## [The task]
Your response should be the complete set of records, reproduced exactly.

## [Data]
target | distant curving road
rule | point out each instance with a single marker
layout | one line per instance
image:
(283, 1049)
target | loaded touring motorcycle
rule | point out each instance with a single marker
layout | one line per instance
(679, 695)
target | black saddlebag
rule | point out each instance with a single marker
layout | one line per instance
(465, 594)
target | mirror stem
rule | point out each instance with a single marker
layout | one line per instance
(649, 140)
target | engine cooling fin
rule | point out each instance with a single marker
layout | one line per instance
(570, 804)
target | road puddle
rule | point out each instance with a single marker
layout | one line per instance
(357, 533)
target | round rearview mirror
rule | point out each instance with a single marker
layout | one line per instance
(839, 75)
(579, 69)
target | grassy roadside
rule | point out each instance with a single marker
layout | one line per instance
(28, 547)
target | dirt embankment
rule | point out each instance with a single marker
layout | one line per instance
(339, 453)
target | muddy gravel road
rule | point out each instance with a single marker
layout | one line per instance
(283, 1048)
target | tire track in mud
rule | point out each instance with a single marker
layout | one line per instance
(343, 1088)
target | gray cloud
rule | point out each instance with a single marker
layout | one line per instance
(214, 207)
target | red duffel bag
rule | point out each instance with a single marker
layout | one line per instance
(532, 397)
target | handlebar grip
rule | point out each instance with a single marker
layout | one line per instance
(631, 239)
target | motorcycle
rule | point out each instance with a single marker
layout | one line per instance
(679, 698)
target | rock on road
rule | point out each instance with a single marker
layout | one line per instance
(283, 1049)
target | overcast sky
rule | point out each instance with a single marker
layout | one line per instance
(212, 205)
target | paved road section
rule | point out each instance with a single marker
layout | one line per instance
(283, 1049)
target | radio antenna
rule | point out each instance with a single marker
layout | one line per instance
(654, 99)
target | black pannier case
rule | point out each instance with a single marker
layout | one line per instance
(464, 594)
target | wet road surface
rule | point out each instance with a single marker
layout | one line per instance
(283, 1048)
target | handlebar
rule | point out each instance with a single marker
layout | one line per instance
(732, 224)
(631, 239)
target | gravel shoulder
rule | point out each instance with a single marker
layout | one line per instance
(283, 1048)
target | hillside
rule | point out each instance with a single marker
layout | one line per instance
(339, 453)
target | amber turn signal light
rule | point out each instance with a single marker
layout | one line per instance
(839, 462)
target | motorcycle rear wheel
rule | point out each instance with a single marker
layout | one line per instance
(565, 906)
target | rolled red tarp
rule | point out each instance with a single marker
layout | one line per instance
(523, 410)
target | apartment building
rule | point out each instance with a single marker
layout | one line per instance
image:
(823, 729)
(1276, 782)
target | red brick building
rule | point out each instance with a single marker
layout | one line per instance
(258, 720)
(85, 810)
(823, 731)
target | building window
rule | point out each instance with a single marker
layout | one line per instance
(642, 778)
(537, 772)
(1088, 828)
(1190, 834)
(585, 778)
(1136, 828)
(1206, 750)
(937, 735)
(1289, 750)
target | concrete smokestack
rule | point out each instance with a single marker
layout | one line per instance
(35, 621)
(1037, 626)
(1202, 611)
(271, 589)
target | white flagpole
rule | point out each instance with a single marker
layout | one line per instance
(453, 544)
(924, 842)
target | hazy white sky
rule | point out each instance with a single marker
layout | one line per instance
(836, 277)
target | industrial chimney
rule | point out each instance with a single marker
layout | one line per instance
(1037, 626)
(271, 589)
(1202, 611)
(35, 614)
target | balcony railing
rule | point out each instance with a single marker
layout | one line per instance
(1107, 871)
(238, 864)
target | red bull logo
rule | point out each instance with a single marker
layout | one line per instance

## [Exercise solution]
target | distant curving road
rule | point out each instance with a single marker
layout | one line per instance
image:
(283, 1049)
target | loaded touring motorcycle
rule | point out each instance with a single marker
layout | one line per instance
(679, 695)
target | black saddlebag
rule | point out each instance with a single marker
layout | one line per instance
(465, 594)
target | mirror stem
rule | point out each instance with a single marker
layout | one line per instance
(649, 140)
target | engine cooling fin
rule | point out each instance with a single marker
layout | one line per instance
(570, 804)
target | road puddle
rule | point out each instance with a single marker
layout | one line per instance
(357, 533)
target | round rearview mirror
rule | point out each instance with a single marker
layout | one line per instance
(839, 75)
(579, 69)
target | grassy roadside
rule | point out each instance with a single marker
layout | one line per instance
(28, 547)
target | dirt embankment
rule | point out each instance with a single marker
layout | one line per instance
(339, 453)
target | muddy gravel road
rule | point out each instance with a single marker
layout | one line per instance
(283, 1048)
target | tire track in mud
rule | point out each instance with a single marker
layout | one line per instance
(343, 1088)
target | gray cloud
rule | point out each instance with a single marker
layout | one line per instance
(214, 207)
target | red duffel bag
rule | point out each instance with a single marker
layout | one line per instance
(532, 397)
target | handlebar grip
rule | point out each instance with a single marker
layout | one line per instance
(631, 239)
target | motorcycle
rule | point out each instance with a single marker
layout | one line per instance
(679, 698)
target | rock on road
rule | point out each instance with a single marker
layout | one line per instance
(283, 1049)
target | overcast sky
rule | point out each instance with a single marker
layout | one line per instance
(212, 205)
target | paved road section
rule | point out each instance with a single marker
layout | one line per instance
(283, 1049)
target | radio antenna
rule | point out each instance with a single marker
layout | one line per instance
(654, 99)
target | black pannier case
rule | point out each instance with a single marker
layout | one line per instance
(464, 594)
target | wet road surface
rule | point out each instance with a single marker
layout | one line per instance
(283, 1048)
target | handlebar
rule | point out each instance with a single marker
layout | one line per instance
(732, 224)
(631, 239)
target | gravel shoulder
rule | point out each instance with a single marker
layout | one line per instance
(283, 1048)
target | hillside
rule | point out each instance with a single marker
layout | one line per instance
(339, 453)
target | amber turn signal light
rule | point out each instance with a single marker
layout | one line per instance
(839, 462)
target | motorcycle rear wheel
rule | point out each instance with a single marker
layout | one line per instance
(565, 906)
target | rolled red tarp
rule | point out each instance with a single marker
layout | one line per instance
(523, 410)
target | apartment building
rule | point out each instance with a single marker
layout | one line per instance
image:
(823, 729)
(1276, 782)
target | red brick building
rule | point out each instance with a single marker
layout | one line per instance
(258, 720)
(85, 810)
(823, 731)
target | building window
rule | point out each instance with a single marker
layout | one line per instance
(642, 778)
(537, 772)
(1088, 828)
(1190, 834)
(585, 778)
(1136, 828)
(1206, 750)
(937, 735)
(1289, 750)
target | concrete smokestack
rule | point out each instance with a single marker
layout | one line per instance
(35, 621)
(1037, 626)
(1202, 611)
(271, 589)
target | white flagpole
rule | point out each instance with a single marker
layout | one line per instance
(453, 544)
(924, 842)
target | hazy white sky
rule | point out each instance with a single marker
layout | one line per instance
(836, 277)
target | industrial chimney
rule | point out each instance with a single marker
layout | one line per instance
(1037, 626)
(271, 589)
(1202, 611)
(35, 614)
target | balcony railing
rule | point out each instance with a single marker
layout | one line per instance
(1107, 871)
(238, 864)
target | red bull logo
rule | point out each instance with a single marker
layout | one line per instance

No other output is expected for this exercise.